DOCUMENT SEGMENT |
• • • •

Server 2003 Compression problem

kirk121

Limp Gawd
Joined
Sep 20, 2007
Messages
159
When I ran a disk cleanup on my system, on my data drive it is showing 50GB of compressed old files. I never compressed anything on my system, now all of a sudden I have a huge amount of compressed files showing up. I dont want to delete anything because I dont know what files it is talking about that are compressed.


when I click on the compressed old files folder under disk clean up it tells me that windows does this to files that are not accessed for awhile. when I click on options for the compressed old files it shows that it is set up for files that have not been accessed for 50 days to compress them.

Is there any way to turn this off?:confused::mad:

This is the same way that it shows up when I right click on one of the compressed files and this is the process to compress/uncompress the files.
http://www.windowsreference.com/windows-vista/how-to-use-ntfs-compression-in-vista/


I called a friend and he had me run the compact /u /s /i * command in the dos prompt and it said it was decompressing the folders but when I re-run the disk cleanup utility it still shows the same amount of compressed files.
 
When you defrag (typically using the built-in defragger in Windows, all versions) it'll compress files to save space depending on how long it's been since they were last accessed. I'm not sure how to specifically disable this feature, or even if it can be disabled, but usually those files are there for a reason, just compressed to save some space, and hopefully they'll be there if and when they're called upon.

On today's high powered machines, NTFS compression/decompression is practically in real-time with no noticeable - if even measurable - hit in performance. I'd say what I've been saying a lot lately about Windows in general:

Leave it alone.
 
When you defrag (typically using the built-in defragger in Windows, all versions) it'll compress files to save space depending on how long it's been since they were last accessed. I'm not sure how to specifically disable this feature, or even if it can be disabled, but usually those files are there for a reason, just compressed to save some space, and hopefully they'll be there if and when they're called upon.

On today's high powered machines, NTFS compression/decompression is practically in real-time with no noticeable - if even measurable - hit in performance. I'd say what I've been saying a lot lately about Windows in general:

Leave it alone.

Well this is not on the C:\ partition it is on my E:\, and on my D:\ second drive.

So I have 2 hard drives one with C:\ and E:\ partitions, and a second hard drive that is D:\.

My os partition does not seem to have this problem.

On my E:\ partition it has about 50GB of compressed files, and my D: drive has almost 74GB of compressed files. I have never seen this before, E: and D: dont ever have anything installed on them they are just for file storage.

And after I ran this command: compact /u /s /i * , the files that I noticed that were blue and showing up as compressed were no longer blue or compressed. But disk cleanup is still showing a huge amount of compressed old files. And I even restarted my server but it still shows the same amount of files
 
Have you bothered to look at some of the files, try and figure out precisely what they are and whether they're worth keeping around at all? Just curious...
 
Have you bothered to look at some of the files, try and figure out precisely what they are and whether they're worth keeping around at all? Just curious...

I am not sure where they all are, some I have found but alot I am not sure of where they are located. Disk cleanup does not tell me where all the files are located:(. The ones I found were file backup's of things I want to keep just dont use every day.

• • • •

INFORMATION |

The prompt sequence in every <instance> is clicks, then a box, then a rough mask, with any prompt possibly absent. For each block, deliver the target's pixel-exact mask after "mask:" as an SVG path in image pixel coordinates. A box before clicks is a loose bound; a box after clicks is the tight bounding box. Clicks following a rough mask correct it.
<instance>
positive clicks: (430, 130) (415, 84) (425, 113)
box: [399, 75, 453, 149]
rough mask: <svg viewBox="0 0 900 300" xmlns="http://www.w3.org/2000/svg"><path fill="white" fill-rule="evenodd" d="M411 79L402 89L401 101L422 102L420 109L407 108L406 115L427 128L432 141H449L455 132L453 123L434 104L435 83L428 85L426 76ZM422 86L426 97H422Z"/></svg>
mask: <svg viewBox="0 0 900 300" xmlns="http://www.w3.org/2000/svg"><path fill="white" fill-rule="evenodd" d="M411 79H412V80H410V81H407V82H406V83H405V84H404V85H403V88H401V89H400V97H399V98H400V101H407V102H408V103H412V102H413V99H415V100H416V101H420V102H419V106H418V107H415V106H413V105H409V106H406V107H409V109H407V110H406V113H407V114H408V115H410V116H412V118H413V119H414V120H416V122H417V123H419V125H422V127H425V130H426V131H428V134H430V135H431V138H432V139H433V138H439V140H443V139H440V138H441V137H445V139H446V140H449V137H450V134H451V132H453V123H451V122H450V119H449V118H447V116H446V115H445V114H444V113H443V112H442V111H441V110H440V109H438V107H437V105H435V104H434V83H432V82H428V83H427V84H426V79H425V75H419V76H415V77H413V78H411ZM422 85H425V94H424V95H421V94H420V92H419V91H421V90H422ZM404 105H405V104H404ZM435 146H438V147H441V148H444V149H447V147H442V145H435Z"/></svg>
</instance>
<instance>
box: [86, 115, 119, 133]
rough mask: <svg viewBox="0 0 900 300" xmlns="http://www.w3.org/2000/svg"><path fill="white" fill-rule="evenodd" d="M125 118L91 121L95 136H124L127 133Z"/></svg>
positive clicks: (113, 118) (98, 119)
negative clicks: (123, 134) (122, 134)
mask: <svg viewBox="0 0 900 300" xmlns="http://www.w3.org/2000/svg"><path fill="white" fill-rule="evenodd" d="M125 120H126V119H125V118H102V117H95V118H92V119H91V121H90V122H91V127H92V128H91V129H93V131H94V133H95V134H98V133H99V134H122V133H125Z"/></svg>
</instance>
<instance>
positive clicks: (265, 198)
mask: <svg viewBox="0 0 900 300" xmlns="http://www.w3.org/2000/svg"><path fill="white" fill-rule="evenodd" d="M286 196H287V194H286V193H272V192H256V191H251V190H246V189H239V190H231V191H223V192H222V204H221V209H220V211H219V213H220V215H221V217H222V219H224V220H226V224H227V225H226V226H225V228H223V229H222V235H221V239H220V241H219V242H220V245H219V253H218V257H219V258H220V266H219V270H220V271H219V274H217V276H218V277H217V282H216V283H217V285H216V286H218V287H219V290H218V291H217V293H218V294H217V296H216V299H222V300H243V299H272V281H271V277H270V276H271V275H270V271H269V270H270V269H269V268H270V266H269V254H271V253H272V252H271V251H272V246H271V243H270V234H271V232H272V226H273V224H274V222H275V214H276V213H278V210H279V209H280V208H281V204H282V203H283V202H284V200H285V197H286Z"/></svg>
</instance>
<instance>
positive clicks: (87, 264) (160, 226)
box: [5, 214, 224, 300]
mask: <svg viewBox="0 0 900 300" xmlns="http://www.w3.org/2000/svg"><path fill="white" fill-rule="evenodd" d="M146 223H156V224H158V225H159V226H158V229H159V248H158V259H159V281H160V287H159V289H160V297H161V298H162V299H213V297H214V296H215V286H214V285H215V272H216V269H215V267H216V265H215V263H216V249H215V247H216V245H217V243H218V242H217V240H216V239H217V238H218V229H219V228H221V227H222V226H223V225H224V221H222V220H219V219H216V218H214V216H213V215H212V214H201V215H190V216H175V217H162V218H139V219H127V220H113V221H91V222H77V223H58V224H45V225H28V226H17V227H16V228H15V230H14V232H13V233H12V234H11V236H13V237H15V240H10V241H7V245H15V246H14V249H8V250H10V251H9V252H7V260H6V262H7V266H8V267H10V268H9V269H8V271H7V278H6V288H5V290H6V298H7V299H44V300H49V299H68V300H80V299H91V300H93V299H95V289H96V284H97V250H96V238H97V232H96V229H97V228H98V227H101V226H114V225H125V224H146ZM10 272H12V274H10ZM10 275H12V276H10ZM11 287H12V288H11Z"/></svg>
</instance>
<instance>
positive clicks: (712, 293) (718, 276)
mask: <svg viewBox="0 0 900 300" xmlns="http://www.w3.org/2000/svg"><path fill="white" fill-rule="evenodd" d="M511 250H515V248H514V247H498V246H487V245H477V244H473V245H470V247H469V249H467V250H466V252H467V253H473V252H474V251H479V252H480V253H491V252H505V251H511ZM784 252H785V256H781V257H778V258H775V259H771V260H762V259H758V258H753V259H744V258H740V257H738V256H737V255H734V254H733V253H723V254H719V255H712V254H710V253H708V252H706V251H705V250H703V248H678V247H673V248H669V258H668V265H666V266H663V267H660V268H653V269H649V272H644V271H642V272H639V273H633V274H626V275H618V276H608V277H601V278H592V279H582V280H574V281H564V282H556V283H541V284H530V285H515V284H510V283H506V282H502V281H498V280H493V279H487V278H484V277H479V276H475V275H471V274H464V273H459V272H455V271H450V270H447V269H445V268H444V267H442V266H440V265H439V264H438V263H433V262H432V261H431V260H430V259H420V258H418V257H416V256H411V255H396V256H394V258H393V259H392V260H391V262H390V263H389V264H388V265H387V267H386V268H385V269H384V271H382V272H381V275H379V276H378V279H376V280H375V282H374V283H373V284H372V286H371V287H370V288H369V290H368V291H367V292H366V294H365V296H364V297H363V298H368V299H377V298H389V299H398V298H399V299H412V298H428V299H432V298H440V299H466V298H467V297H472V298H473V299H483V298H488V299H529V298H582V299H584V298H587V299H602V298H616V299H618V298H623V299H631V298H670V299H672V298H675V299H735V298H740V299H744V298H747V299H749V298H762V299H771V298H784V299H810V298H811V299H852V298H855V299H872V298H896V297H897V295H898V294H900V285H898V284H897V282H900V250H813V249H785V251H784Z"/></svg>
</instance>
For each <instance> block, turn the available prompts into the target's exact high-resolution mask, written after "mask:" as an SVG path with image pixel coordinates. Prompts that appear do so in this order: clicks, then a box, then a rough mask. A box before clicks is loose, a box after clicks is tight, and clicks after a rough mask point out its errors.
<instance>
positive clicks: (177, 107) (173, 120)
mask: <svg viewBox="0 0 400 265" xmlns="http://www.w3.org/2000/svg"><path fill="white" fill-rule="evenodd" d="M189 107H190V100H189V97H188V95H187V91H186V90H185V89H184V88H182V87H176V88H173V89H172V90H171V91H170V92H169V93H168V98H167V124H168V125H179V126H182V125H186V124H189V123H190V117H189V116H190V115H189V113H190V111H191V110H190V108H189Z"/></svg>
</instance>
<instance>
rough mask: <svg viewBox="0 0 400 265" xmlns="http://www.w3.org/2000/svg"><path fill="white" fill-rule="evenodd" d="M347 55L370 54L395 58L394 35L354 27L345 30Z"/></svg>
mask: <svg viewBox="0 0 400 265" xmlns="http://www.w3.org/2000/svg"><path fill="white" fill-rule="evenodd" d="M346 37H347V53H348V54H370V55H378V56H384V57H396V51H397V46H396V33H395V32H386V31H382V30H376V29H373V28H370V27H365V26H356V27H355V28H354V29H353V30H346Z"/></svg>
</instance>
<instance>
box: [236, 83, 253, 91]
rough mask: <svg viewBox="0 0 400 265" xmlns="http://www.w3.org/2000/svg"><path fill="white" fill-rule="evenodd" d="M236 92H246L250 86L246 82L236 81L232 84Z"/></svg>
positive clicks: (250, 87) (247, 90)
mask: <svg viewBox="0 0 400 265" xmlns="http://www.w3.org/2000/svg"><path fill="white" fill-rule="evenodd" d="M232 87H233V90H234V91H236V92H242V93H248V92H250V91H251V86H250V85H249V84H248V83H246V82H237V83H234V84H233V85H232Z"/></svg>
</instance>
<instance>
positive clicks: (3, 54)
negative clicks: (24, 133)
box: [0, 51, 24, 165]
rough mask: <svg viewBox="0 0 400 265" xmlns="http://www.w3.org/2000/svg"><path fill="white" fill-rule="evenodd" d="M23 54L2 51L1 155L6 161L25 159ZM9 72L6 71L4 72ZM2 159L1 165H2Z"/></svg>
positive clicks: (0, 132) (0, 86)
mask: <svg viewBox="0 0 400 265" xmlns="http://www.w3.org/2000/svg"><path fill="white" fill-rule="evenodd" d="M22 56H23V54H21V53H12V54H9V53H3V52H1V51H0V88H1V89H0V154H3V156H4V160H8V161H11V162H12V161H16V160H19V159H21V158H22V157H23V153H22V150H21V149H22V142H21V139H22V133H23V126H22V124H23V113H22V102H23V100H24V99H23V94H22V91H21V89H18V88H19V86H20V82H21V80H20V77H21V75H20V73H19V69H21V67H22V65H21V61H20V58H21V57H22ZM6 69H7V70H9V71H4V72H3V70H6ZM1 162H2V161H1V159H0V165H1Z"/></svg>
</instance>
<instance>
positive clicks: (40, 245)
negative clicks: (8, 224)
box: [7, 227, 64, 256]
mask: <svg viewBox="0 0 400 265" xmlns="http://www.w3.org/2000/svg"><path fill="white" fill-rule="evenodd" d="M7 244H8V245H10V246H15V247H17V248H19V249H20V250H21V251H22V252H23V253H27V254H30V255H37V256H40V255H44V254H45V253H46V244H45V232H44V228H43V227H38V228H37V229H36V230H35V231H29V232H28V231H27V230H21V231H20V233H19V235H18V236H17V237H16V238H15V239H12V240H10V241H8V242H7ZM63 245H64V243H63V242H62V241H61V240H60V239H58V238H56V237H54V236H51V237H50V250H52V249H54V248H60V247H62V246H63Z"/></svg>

• • • •

REQUIRED WORK |
[1] In the forum thread on Server 2003 compression, reproduce the passage from "My os partition" up to and including "for file storage.".
[2] Answer these questions about the forum thread on Server 2003 compression:
(a) According to the disk cleanup options, after how many days without access are files set to be compressed?
(b) About how much compressed data does the D: drive hold?
(c) What command did the friend have the poster run in the DOS prompt?

RESULTS |
[1]
My os partition does not seem to have this problem.

On my E:\ partition it has about 50GB of compressed files, and my D: drive has almost 74GB of compressed files. I have never seen this before, E: and D: dont ever have anything installed on them they are just for file storage.

[2]
(a) 50 days
(b) Almost 74GB
(c) compact /u /s /i *